Document passage
November 16, 2007

Indonesia Revisited

Hello everyone.
I began my book, film, music, and dance project in Indonesia what seems like ages ago, in September, 2005. The concept of an American belly dancer who was then from South Miami Beach trying to build a bridge of understanding with the Muslim world may sound far fetched, but in Indonesia, the people are highly appreciative.
I gave a talk at the Bandung Islamic University, and wound up dancing (very covered) and being showered with gifts and a huge bouquet of beautiful white flowers. I also danced for a spiritual group who was celebrating after the Ramadhan fasting and was invited to the home of Bambang, the Islamic lecturer who greatly helped me with information for my book.
I taught at the new and very beautiful studio of Christine Yaven, the bellydance pioneer of Jakarta. She is also featured in my book, with her little white dog "Naughty". Now there are two playful little fluff balls, bouncing to greet me in her home in Jakarta. We are planning a spa retreat/ teachers training bellydance workshop in the Javana Spa outside of Jakarta in October, 2008. I'll keep you posted.
I revisited Banda Ache, the tsunami ravaged northern tip of Sumatra that much of the Indonesia section of my book takes place in. Most of the foreign aid agencies are puling out as their work is considered finished. There has been a lot of building- and the aid groups have added to the local economy. I saw many identical little cement houses scattered throughout the tsunami area. Some were inhabited and others lay abandoned or unfinished. Green grass and weeds have grown over the barren land, which softens the impact of so much tragedy that occured with the big wave.
The amount of vehicles on the road has skyrocketed. People are rebuilding their lives, and finding ways to get around. Such a proliferation of motorbikes, becaks (motorbikes with a wooden basket aongside for passengers), and SUV's make the roads a scary place to traverse. I wondered how many people actually had licences and by what criteria they were gotten. It was like the wild west with motors; giant autos tailgated within a half inch of motorbikes containing entire families, including babies. I sat in the buggy of a becak which tried to wind between the bikes and SUV's, and slosh through the mud as the rain poured around us. Acehnese women were famous in history as warriors and herons in battle. They often drive motorbikes, headscarves blowing from beneath their helmets, but when I was seated behind a man, it was expected that I would not hang onto him. Instead, I should have my hands neatly on my lap as I sat sidesaddle in a long skirt. I am alive today to tell about it though.

Information shown

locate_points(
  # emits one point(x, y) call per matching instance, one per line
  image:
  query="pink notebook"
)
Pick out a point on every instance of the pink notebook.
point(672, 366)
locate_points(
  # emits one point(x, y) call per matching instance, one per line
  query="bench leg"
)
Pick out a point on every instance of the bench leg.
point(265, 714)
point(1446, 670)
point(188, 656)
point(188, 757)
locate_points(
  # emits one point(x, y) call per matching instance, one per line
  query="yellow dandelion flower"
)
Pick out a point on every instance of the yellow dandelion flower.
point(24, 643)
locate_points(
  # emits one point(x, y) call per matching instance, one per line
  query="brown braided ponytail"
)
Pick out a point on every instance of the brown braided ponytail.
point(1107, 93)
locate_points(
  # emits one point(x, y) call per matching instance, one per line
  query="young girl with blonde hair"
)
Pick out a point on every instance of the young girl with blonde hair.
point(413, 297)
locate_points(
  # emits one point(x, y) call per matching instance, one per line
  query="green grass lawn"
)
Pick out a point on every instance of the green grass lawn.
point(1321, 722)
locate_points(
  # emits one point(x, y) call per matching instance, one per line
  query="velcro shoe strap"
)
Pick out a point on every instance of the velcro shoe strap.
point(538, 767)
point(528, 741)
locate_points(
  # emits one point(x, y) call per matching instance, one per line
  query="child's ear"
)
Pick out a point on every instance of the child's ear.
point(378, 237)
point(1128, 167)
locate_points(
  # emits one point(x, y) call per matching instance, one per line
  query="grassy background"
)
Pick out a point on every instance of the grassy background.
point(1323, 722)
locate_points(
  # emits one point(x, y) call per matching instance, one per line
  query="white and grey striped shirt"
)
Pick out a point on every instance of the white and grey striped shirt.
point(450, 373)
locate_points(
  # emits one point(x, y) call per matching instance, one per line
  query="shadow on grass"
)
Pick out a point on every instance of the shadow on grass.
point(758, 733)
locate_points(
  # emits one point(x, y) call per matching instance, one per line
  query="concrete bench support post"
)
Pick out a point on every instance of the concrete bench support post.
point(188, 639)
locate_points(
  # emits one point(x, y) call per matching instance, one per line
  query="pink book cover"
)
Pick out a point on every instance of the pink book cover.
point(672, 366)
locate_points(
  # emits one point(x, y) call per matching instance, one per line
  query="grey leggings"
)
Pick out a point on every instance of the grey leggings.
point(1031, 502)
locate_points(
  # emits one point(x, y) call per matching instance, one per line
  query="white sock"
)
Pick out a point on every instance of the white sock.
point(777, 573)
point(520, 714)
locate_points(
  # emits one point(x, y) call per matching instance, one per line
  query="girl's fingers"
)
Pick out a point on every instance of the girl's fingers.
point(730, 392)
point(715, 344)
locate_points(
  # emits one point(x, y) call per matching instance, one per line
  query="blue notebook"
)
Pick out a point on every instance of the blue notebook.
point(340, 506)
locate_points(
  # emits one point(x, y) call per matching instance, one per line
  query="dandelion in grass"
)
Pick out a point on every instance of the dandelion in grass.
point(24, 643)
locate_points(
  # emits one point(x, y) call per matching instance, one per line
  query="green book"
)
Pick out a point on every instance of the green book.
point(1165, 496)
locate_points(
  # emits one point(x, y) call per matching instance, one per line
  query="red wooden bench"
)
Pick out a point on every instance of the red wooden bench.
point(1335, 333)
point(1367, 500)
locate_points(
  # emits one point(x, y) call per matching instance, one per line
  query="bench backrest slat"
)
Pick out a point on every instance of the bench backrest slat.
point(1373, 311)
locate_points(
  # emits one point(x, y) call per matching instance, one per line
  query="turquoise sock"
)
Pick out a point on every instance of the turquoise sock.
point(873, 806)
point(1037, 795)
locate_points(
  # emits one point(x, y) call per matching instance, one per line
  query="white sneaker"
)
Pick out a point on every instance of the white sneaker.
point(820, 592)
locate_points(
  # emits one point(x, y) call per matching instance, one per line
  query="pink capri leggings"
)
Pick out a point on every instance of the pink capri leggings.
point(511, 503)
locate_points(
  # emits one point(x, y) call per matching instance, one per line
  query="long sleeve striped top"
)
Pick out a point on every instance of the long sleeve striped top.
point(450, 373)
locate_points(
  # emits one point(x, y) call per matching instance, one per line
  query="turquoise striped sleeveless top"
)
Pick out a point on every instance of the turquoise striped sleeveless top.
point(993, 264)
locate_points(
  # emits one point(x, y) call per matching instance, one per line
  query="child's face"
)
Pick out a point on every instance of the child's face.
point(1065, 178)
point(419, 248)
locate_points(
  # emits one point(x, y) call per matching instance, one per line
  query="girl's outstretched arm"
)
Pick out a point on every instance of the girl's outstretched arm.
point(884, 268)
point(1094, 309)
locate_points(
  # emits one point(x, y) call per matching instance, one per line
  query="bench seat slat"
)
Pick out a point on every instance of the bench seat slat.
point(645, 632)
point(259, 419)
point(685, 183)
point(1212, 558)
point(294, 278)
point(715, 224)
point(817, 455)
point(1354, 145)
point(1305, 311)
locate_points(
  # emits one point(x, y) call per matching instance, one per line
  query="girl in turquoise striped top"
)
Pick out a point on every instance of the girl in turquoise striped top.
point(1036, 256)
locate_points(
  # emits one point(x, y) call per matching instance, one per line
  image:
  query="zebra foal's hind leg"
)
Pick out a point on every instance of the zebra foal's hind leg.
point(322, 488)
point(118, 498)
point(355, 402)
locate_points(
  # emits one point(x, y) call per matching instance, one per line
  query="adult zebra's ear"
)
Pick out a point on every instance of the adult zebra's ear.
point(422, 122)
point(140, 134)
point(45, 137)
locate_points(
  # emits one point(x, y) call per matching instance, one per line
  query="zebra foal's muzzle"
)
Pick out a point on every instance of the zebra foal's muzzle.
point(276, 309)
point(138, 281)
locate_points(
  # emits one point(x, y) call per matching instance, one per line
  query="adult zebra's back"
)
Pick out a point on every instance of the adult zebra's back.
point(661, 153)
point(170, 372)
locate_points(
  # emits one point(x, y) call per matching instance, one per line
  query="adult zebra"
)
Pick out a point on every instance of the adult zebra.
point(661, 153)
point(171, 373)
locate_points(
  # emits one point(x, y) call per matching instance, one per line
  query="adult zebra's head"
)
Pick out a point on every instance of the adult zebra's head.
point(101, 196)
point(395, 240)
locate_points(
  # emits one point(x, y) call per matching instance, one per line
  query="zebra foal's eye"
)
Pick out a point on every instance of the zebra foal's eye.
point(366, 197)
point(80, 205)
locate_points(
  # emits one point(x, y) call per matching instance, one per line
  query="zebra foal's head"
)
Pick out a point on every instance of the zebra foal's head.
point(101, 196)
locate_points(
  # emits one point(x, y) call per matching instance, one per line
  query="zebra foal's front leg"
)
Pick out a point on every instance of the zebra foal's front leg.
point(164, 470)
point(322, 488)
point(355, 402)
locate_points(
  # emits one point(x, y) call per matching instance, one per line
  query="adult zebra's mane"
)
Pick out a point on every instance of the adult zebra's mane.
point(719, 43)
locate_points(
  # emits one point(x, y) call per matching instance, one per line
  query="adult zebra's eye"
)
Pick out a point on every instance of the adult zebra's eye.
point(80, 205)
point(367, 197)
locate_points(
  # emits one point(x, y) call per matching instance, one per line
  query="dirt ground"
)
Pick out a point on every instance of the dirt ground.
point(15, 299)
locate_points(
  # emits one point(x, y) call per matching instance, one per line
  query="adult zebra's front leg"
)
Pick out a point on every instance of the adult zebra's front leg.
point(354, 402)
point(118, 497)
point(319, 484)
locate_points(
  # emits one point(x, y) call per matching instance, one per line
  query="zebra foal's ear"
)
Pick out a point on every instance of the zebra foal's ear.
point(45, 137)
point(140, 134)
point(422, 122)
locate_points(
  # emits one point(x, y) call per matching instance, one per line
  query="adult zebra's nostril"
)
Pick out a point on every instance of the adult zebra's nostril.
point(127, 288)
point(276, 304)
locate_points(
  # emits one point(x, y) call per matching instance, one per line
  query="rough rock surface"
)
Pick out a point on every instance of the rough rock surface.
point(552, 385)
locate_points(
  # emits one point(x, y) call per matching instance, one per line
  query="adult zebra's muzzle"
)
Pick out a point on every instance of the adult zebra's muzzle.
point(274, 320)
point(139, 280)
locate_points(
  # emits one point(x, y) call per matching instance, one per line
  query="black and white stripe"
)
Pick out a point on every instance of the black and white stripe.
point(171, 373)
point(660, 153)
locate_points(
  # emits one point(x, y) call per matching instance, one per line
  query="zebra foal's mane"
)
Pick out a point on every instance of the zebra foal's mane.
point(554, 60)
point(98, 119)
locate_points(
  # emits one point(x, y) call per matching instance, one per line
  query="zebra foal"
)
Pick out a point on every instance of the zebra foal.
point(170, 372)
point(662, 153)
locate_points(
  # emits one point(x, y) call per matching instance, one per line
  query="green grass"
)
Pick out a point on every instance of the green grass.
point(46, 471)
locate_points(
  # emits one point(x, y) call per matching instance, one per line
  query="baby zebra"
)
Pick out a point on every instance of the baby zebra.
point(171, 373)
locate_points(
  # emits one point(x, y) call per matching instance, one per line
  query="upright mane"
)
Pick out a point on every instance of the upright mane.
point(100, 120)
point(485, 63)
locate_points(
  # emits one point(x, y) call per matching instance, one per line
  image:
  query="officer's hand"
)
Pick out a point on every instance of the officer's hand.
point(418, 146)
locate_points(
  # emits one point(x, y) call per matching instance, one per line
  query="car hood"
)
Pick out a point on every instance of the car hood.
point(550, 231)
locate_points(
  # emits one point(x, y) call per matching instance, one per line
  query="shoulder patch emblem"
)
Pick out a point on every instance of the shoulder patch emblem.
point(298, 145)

Challenge 1
Please reproduce the blog post's passage starting with "Indonesia Revisited" and going on through "are highly appreciative.".
Challenge 2
Answer these questions from the blog post:
(a) In what month and year did the writer begin the project in Indonesia?
(b) Whose Jakarta studio did the writer teach at?
(c) Where is the planned spa retreat and teachers training bellydance workshop to be held?
Work only from the blog post.

Result 1
Indonesia Revisited

Hello everyone.
I began my book, film, music, and dance project in Indonesia what seems like ages ago, in September, 2005. The concept of an American belly dancer who was then from South Miami Beach trying to build a bridge of understanding with the Muslim world may sound far fetched, but in Indonesia, the people are highly appreciative.

Result 2
(a) September 2005
(b) Christine Yaven's
(c) The Javana Spa outside of Jakarta